Written instruction: Rewrite all the rows below, changing "coat rack" to "clothes rack" wherever it occurs and leaving every other character as it is.

Information shown:

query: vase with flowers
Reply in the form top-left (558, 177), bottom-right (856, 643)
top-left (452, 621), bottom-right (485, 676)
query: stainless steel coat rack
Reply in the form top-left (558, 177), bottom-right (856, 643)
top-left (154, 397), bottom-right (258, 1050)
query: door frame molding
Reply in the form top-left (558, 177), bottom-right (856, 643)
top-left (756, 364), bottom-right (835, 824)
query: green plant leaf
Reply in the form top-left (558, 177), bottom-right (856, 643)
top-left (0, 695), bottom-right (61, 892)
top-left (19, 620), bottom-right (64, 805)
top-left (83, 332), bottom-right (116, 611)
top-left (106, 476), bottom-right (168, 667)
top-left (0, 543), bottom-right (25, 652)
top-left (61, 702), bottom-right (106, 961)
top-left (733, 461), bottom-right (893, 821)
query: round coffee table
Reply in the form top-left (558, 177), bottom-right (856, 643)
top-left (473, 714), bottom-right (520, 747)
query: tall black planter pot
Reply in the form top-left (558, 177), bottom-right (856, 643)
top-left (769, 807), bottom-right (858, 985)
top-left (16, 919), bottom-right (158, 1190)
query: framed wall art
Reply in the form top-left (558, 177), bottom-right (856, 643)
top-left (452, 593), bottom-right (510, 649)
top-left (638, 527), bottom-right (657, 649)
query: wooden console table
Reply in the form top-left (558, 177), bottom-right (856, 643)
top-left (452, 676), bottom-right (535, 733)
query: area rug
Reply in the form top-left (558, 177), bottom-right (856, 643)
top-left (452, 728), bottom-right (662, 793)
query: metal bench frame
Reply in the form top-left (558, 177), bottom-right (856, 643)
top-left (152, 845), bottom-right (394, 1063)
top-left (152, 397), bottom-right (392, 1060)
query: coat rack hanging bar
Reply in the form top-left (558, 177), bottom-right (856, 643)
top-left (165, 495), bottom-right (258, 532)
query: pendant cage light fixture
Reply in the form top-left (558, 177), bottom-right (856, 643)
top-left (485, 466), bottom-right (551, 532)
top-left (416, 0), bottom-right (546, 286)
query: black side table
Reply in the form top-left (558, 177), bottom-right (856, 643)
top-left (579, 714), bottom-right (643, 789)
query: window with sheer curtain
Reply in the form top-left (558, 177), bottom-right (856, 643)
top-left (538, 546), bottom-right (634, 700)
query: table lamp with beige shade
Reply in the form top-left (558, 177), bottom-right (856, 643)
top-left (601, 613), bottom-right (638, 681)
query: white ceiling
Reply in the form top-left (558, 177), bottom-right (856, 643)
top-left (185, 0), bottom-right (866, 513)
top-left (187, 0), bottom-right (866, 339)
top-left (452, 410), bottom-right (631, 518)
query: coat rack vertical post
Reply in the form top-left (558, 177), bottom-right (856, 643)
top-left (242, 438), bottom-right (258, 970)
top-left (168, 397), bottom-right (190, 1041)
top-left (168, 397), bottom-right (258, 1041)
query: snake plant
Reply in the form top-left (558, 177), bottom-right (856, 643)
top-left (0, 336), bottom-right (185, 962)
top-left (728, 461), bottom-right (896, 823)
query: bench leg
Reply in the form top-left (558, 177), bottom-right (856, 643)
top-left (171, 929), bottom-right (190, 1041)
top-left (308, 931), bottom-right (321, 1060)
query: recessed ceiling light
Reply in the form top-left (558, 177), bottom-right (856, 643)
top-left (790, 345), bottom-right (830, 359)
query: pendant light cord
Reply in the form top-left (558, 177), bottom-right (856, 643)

Answer to this task:
query: vase with flowers
Reply in the form top-left (558, 177), bottom-right (856, 643)
top-left (452, 621), bottom-right (485, 676)
query: stainless steel clothes rack
Reply in the form top-left (558, 177), bottom-right (856, 643)
top-left (154, 397), bottom-right (258, 1050)
query: door frame molding
Reply in the form top-left (558, 177), bottom-right (856, 643)
top-left (756, 364), bottom-right (835, 824)
query: green plant leaf
Reply in the form top-left (558, 177), bottom-right (856, 643)
top-left (0, 695), bottom-right (61, 892)
top-left (19, 620), bottom-right (64, 805)
top-left (83, 332), bottom-right (116, 611)
top-left (106, 476), bottom-right (168, 667)
top-left (0, 543), bottom-right (25, 652)
top-left (61, 702), bottom-right (106, 961)
top-left (733, 461), bottom-right (893, 821)
query: round coffee table
Reply in the form top-left (558, 177), bottom-right (856, 643)
top-left (473, 714), bottom-right (520, 747)
query: tall black planter pot
Reply in the form top-left (558, 177), bottom-right (856, 643)
top-left (769, 807), bottom-right (858, 985)
top-left (16, 919), bottom-right (158, 1190)
query: framed wall art
Reply in the form top-left (558, 177), bottom-right (856, 643)
top-left (452, 593), bottom-right (510, 649)
top-left (638, 527), bottom-right (657, 649)
query: wooden console table
Reply in the form top-left (558, 177), bottom-right (856, 643)
top-left (452, 676), bottom-right (535, 733)
query: area rug
Reply in the form top-left (558, 177), bottom-right (856, 643)
top-left (452, 728), bottom-right (662, 793)
query: metal bench frame
Reply in the form top-left (558, 177), bottom-right (856, 643)
top-left (152, 845), bottom-right (394, 1063)
top-left (152, 397), bottom-right (392, 1060)
query: clothes rack hanging bar
Reply in the form top-left (558, 177), bottom-right (856, 643)
top-left (165, 495), bottom-right (258, 532)
query: pendant cage light fixture
Reply in the form top-left (558, 177), bottom-right (856, 643)
top-left (485, 466), bottom-right (551, 532)
top-left (416, 0), bottom-right (546, 286)
query: black side table
Reply in the form top-left (558, 177), bottom-right (856, 643)
top-left (579, 714), bottom-right (643, 789)
query: window with sheer curtain
Reply in the form top-left (558, 177), bottom-right (856, 643)
top-left (538, 546), bottom-right (634, 700)
query: table lamp with beige shade
Reply in the form top-left (558, 177), bottom-right (856, 643)
top-left (601, 613), bottom-right (638, 681)
query: white ceiling
Reply in the form top-left (558, 177), bottom-right (856, 643)
top-left (185, 0), bottom-right (866, 513)
top-left (187, 0), bottom-right (866, 339)
top-left (452, 410), bottom-right (631, 518)
query: clothes rack vertical post
Reply in the form top-left (558, 177), bottom-right (856, 643)
top-left (242, 438), bottom-right (258, 970)
top-left (168, 397), bottom-right (190, 1041)
top-left (168, 397), bottom-right (258, 1041)
query: snake plant
Reply in the form top-left (558, 177), bottom-right (856, 643)
top-left (0, 336), bottom-right (185, 962)
top-left (728, 461), bottom-right (896, 823)
query: bench leg
Reply in the form top-left (558, 177), bottom-right (856, 643)
top-left (171, 929), bottom-right (190, 1041)
top-left (308, 931), bottom-right (321, 1060)
query: recessed ceiling light
Reply in the form top-left (558, 177), bottom-right (856, 643)
top-left (790, 345), bottom-right (830, 359)
query: pendant light cord
Reply in the form top-left (558, 177), bottom-right (856, 643)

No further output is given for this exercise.